Text to read
>>>>>

Why ML Workloads Need Different Sizing
ML infrastructure behaves differently from typical web applications:
- Training jobs are bursty: A multi-hour training job spins up 8 ml.p4d instances, then nothing for days
- Inference can scale dramatically: Production endpoints auto-scale from 2 to 20 instances based on traffic
- Experimentation creates variability: Research teams explore new architectures with unpredictable usage
- GPU instances have high hourly rates: A single ml.p4d.24xlarge costs over $30/hour On-Demand, making mistakes expensive
Generic EC2 Savings Plans guidance doesn't account for these patterns. Committing based on a simple 30-day average will likely leave you either over-committed (paying for unused hours) or under-committed (missing savings on your actual baseline).
Training-Heavy vs Inference-Heavy Workloads
Your workload composition determines your commitment strategy:
Training-heavy workloads (batch processing, model development):
- Usage comes in bursts with significant idle time
- Commit based on average daily training hours, not peaks
- Consider Managed Spot Training for non-critical training (covered later)
- Your baseline is likely lower than it appears
Inference-heavy workloads (production endpoints):
- Usage is more consistent but still scales with traffic
- Commit based on minimum baseline endpoint capacity
- Account for auto-scaling (scale-up uses On-Demand beyond your commitment)

<<<<<

Material shown
>>>>>

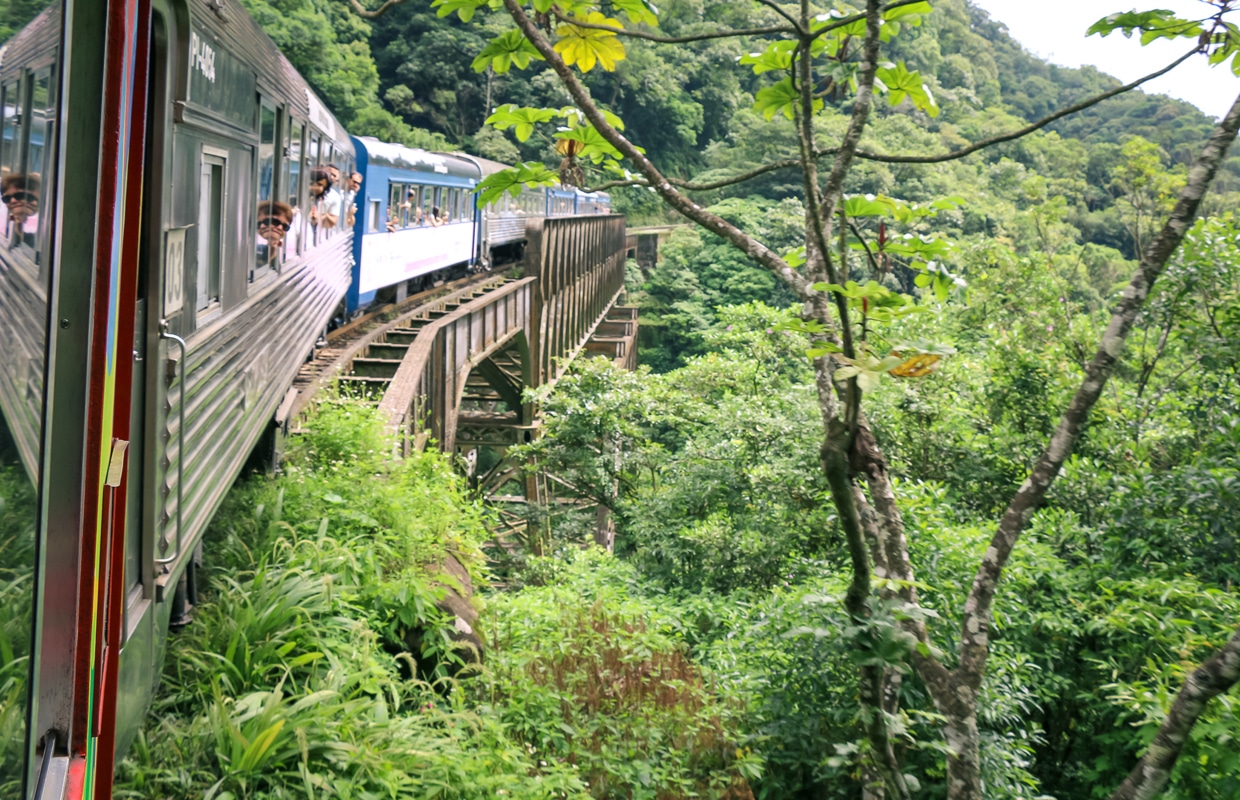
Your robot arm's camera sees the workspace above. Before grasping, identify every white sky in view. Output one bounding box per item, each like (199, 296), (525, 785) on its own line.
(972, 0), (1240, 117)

<<<<<
>>>>>

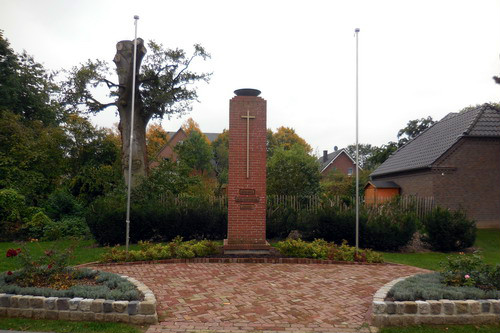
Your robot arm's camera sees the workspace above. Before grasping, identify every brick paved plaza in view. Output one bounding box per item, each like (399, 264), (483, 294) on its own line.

<<<<<

Written exercise A
According to the text on sizing ML workloads, what should training-heavy workloads base their commitment on?
Written exercise B
Mark each statement below as yes or no depending on whether it agrees with the text on sizing ML workloads, and support each mark with the deciding words of that text quoted exactly.
(i) Production endpoints auto-scale from 2 to 20 instances based on traffic.
(ii) Inference-heavy workloads should commit based on peak endpoint capacity.
(iii) A single ml.p4d.24xlarge costs under $10/hour On-Demand.
Written exercise C
Please extend the text on sizing ML workloads, picking up right after its last sentence.

Response A
Average daily training hours, not peaks.

Response B
(i) Yes: "Production endpoints auto-scale from 2 to 20 instances based on traffic"
(ii) No: "Commit based on minimum baseline endpoint capacity"
(iii) No: "A single ml.p4d.24xlarge costs over $30/hour On-Demand"

Response C
- More predictable than training, but don't commit to max capacity
Mixed workloads (most ML platforms):
- Prioritize the most consistent component for your commitment
- Often inference provides the steadiest baseline
- Leave training burst capacity for On-Demand or Spot
Step-by-Step Commitment Calculation Framework
Here's the methodology I recommend for ML workloads:
Step 1: Gather 60 days of SageMaker usage data
Open AWS Cost Explorer and filter by Service: Amazon SageMaker. Look at your daily spend over the past 60 days minimum. This captures weekly and monthly patterns that 7 or 30 days might miss.
Step 2: Identify your baseline daily spend
Remove outlier days (major training runs, one-time experiments). Calculate your average daily spend excluding the top 10% of days. This is your "realistic baseline," not inflated by occasional bursts.
Step 3: Calculate your hourly baseline
Hourly Baseline = (Average Daily Spend - Outliers) / 24
Step 4: Apply a conservative factor (70-80%)
For your initial commitment, multiply your hourly baseline by 0.70 to 0.80. This provides margin for usage variability and ensures you don't over-commit.
Initial Commitment = Hourly Baseline × 0.75
Step 5: Validate with AWS recommendations
Navigate to Billing Console > Savings Plans > Recommendations. Select SageMaker Savings Plans and compare AWS's recommendation against your calculation. If they differ significantly, investigate which usage patterns you might have missed.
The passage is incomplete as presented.